BEGIN Given data

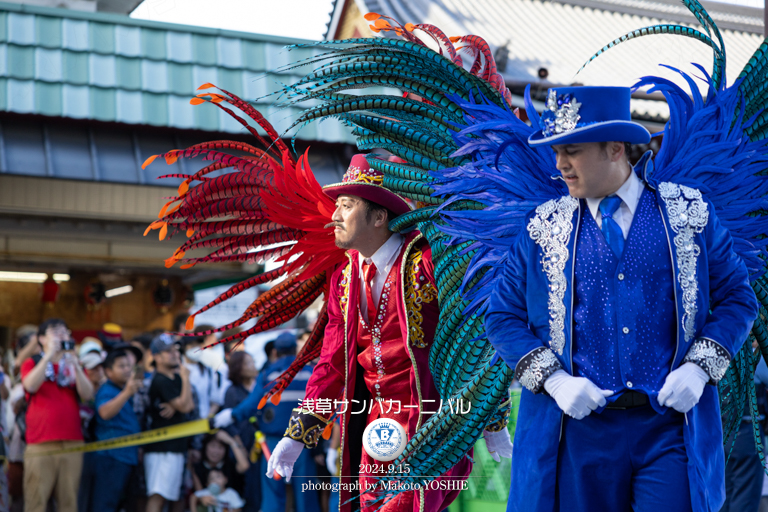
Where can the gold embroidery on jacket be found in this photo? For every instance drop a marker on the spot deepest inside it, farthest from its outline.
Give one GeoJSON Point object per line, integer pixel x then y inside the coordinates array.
{"type": "Point", "coordinates": [418, 291]}
{"type": "Point", "coordinates": [344, 298]}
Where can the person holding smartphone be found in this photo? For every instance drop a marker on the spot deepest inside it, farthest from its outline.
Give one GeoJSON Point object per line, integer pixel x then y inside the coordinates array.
{"type": "Point", "coordinates": [53, 389]}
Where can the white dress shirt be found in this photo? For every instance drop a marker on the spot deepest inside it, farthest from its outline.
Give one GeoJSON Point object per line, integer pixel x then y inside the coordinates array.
{"type": "Point", "coordinates": [384, 259]}
{"type": "Point", "coordinates": [629, 193]}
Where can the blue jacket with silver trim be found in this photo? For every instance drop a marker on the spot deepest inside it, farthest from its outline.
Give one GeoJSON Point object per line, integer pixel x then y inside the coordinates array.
{"type": "Point", "coordinates": [530, 323]}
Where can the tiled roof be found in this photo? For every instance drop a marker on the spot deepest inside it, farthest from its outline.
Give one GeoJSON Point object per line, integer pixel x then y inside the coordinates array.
{"type": "Point", "coordinates": [109, 67]}
{"type": "Point", "coordinates": [561, 35]}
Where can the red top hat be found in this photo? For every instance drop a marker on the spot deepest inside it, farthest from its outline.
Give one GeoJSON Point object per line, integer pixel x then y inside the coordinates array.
{"type": "Point", "coordinates": [362, 181]}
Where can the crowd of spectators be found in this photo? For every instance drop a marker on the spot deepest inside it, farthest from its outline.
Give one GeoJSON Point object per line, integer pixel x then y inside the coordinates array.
{"type": "Point", "coordinates": [59, 396]}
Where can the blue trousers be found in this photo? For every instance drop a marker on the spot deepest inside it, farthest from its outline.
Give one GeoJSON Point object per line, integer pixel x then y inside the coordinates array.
{"type": "Point", "coordinates": [273, 491]}
{"type": "Point", "coordinates": [743, 473]}
{"type": "Point", "coordinates": [111, 479]}
{"type": "Point", "coordinates": [623, 460]}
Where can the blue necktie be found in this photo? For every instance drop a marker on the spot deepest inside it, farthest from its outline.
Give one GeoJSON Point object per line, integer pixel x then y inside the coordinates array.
{"type": "Point", "coordinates": [611, 230]}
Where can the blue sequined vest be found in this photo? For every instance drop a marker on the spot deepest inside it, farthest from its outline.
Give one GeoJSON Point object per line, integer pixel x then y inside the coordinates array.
{"type": "Point", "coordinates": [624, 310]}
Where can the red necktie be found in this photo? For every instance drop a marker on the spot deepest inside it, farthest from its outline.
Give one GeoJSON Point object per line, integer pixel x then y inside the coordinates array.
{"type": "Point", "coordinates": [369, 271]}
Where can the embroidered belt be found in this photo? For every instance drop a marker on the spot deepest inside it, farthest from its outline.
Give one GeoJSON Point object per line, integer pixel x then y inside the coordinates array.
{"type": "Point", "coordinates": [629, 400]}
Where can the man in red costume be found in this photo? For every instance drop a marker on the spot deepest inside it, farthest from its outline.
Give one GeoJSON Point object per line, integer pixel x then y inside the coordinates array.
{"type": "Point", "coordinates": [383, 311]}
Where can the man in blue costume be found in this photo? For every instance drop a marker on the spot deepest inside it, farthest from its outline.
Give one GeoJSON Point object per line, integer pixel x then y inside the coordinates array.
{"type": "Point", "coordinates": [620, 307]}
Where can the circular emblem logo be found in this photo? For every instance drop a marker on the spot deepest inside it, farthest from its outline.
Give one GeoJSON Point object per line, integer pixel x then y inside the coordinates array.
{"type": "Point", "coordinates": [384, 439]}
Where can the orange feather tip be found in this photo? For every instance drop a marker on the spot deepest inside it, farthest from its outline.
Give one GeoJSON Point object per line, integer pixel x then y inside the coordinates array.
{"type": "Point", "coordinates": [156, 224]}
{"type": "Point", "coordinates": [171, 156]}
{"type": "Point", "coordinates": [148, 161]}
{"type": "Point", "coordinates": [327, 431]}
{"type": "Point", "coordinates": [164, 210]}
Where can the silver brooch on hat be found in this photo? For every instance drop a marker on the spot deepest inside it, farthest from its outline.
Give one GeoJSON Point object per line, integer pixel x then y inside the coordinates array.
{"type": "Point", "coordinates": [561, 114]}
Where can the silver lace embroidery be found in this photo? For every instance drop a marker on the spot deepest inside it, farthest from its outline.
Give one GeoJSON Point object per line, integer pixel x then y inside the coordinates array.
{"type": "Point", "coordinates": [688, 216]}
{"type": "Point", "coordinates": [541, 364]}
{"type": "Point", "coordinates": [551, 229]}
{"type": "Point", "coordinates": [710, 356]}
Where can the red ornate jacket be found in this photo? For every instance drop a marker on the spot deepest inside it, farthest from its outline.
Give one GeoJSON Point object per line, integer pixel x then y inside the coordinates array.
{"type": "Point", "coordinates": [335, 375]}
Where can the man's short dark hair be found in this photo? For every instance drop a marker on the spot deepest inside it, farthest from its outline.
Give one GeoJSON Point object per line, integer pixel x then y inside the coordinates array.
{"type": "Point", "coordinates": [371, 207]}
{"type": "Point", "coordinates": [627, 148]}
{"type": "Point", "coordinates": [51, 322]}
{"type": "Point", "coordinates": [145, 339]}
{"type": "Point", "coordinates": [109, 362]}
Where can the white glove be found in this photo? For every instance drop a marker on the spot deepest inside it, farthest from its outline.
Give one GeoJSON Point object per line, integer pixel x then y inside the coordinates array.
{"type": "Point", "coordinates": [683, 387]}
{"type": "Point", "coordinates": [284, 457]}
{"type": "Point", "coordinates": [223, 419]}
{"type": "Point", "coordinates": [498, 444]}
{"type": "Point", "coordinates": [576, 396]}
{"type": "Point", "coordinates": [330, 461]}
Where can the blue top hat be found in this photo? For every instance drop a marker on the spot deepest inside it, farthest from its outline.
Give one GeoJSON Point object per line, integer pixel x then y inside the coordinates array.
{"type": "Point", "coordinates": [588, 114]}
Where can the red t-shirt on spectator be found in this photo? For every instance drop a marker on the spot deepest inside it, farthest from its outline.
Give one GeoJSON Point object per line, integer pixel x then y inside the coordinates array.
{"type": "Point", "coordinates": [52, 412]}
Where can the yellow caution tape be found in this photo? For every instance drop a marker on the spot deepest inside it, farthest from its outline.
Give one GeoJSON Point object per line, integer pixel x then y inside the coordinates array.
{"type": "Point", "coordinates": [190, 428]}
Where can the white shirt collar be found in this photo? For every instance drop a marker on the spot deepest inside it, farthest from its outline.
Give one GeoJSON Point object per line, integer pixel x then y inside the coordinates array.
{"type": "Point", "coordinates": [629, 192]}
{"type": "Point", "coordinates": [385, 256]}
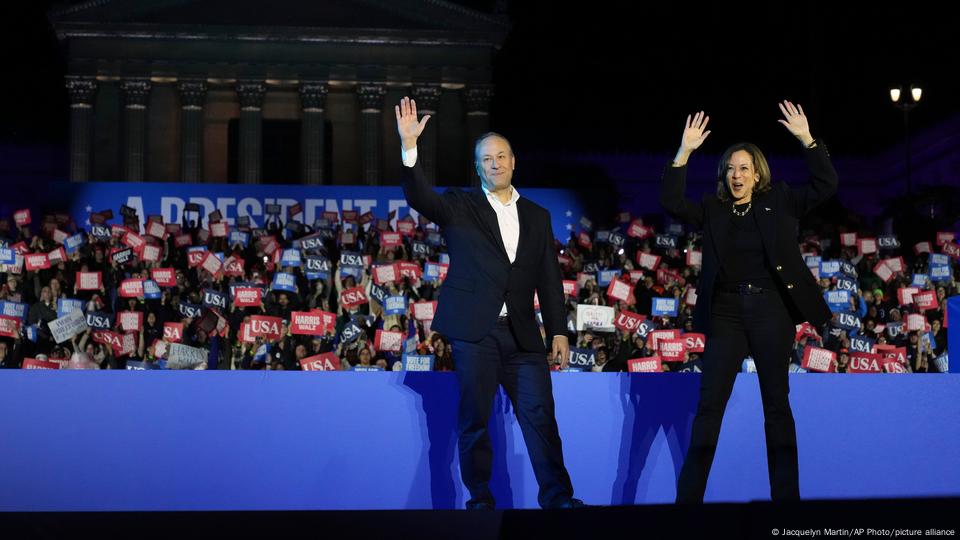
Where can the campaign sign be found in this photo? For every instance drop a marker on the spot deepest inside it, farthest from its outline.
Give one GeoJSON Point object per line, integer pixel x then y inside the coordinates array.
{"type": "Point", "coordinates": [283, 281]}
{"type": "Point", "coordinates": [215, 299]}
{"type": "Point", "coordinates": [418, 362]}
{"type": "Point", "coordinates": [388, 341]}
{"type": "Point", "coordinates": [247, 296]}
{"type": "Point", "coordinates": [837, 300]}
{"type": "Point", "coordinates": [817, 359]}
{"type": "Point", "coordinates": [395, 305]}
{"type": "Point", "coordinates": [583, 358]}
{"type": "Point", "coordinates": [328, 361]}
{"type": "Point", "coordinates": [98, 320]}
{"type": "Point", "coordinates": [663, 307]}
{"type": "Point", "coordinates": [350, 298]}
{"type": "Point", "coordinates": [268, 327]}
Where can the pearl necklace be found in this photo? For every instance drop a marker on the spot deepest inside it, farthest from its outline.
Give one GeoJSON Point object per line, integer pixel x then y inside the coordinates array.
{"type": "Point", "coordinates": [745, 210]}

END Given data

## Assignment
Show every line from the entries above in which "silver" appears.

## Task output
Where can the blue jacket with silver trim be found in this photo? For every instance drop a marker on the spot deepest inside it, farthest from its outline.
Where can the silver brooch on hat be found in this photo? For every instance drop a marker on the spot deepest inside it, farthest from its outline.
Where can the silver lace embroidery be found in this photo? For every instance drop a marker on the spot deepest inside it, farthest from its outline.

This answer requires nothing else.